→ **The problem**: Repeat the passage of the article on the Insane Clown Posse ruling from "The ICP members" up to and including "District of Ohio.", keeping every word unchanged.

Insane Clown Posse Can Proceed Against FBI

Bloomberg Law’s combination of innovative analytics, research tools and practical guidance provides you with everything you need to be a successful litigator.

By Patrick Gregory

Sept. 22 — The Insane Clown Posse music group and their fans have standing to sue the Federal Bureau of Investigation and Department of Justice on constitutional claims, the U.S. Court of Appeals for the Sixth Circuit held Sept. 17.

The ICP members and fans—known as “Juggalos”—sufficiently alleged reputational injury and police mistreatment based on a federal gang activity report, the court said in a decision by Chief District Judge Edmund A. Sargus Jr., sitting by designation from the U.S. District Court for the Southern District of Ohio.

The ruling reversed the district court's dismissal for lack of standing.

Injury in Fact 

The plaintiffs alleged that a federal report classified Juggalos as a “loosely organized hybrid gang,” the court said.

They alleged that the report caused state and local law enforcement to violate their First Amendment rights and right to due process under the Fifth Amendment, the court said.

→ **Record set**:
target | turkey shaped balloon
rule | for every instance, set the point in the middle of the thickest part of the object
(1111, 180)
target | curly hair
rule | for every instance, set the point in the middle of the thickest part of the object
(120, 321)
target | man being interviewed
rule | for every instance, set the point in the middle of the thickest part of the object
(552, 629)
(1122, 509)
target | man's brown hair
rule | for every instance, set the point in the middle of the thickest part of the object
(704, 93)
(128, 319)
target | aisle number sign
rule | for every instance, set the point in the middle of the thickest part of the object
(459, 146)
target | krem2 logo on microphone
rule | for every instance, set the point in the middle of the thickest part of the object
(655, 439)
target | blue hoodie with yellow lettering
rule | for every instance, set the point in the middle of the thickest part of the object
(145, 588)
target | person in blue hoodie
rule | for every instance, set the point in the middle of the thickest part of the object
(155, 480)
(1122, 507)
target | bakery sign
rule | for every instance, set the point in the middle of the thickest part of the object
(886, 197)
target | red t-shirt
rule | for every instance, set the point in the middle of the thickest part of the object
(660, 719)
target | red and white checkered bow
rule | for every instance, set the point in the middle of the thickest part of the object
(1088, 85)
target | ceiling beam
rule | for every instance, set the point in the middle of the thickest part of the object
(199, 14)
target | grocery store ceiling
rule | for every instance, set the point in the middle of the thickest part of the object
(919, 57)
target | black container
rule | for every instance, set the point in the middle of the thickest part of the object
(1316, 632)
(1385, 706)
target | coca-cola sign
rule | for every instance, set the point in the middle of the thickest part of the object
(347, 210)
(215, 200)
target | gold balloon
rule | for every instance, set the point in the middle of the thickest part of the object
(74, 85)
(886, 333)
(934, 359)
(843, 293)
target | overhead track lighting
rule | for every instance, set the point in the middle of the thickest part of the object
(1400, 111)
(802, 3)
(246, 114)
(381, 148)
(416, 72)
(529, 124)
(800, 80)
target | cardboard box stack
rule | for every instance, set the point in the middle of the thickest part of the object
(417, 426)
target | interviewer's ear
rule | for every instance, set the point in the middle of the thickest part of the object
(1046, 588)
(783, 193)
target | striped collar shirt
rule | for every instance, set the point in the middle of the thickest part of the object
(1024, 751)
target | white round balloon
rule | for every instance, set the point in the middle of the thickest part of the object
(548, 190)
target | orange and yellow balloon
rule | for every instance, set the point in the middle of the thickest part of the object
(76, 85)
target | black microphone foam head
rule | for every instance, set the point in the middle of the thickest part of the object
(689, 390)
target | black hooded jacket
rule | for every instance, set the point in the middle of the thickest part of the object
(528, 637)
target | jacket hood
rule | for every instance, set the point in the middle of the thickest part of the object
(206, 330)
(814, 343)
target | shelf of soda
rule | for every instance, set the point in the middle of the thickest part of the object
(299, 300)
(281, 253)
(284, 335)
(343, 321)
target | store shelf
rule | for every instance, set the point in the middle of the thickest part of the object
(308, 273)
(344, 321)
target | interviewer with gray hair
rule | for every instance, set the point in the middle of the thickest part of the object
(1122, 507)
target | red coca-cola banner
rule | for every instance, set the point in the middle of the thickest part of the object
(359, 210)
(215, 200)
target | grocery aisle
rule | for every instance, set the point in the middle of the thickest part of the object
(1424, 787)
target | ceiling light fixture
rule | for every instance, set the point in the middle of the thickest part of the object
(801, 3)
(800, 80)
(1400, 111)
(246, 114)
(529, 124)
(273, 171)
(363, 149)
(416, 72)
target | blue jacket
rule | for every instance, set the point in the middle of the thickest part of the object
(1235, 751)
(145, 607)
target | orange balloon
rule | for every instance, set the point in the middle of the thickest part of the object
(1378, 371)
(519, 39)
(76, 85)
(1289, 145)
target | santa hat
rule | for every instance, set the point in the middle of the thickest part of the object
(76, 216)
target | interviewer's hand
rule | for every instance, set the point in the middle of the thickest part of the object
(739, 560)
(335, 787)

→ **Reply**:
The ICP members and fans—known as “Juggalos”—sufficiently alleged reputational injury and police mistreatment based on a federal gang activity report, the court said in a decision by Chief District Judge Edmund A. Sargus Jr., sitting by designation from the U.S. District Court for the Southern District of Ohio.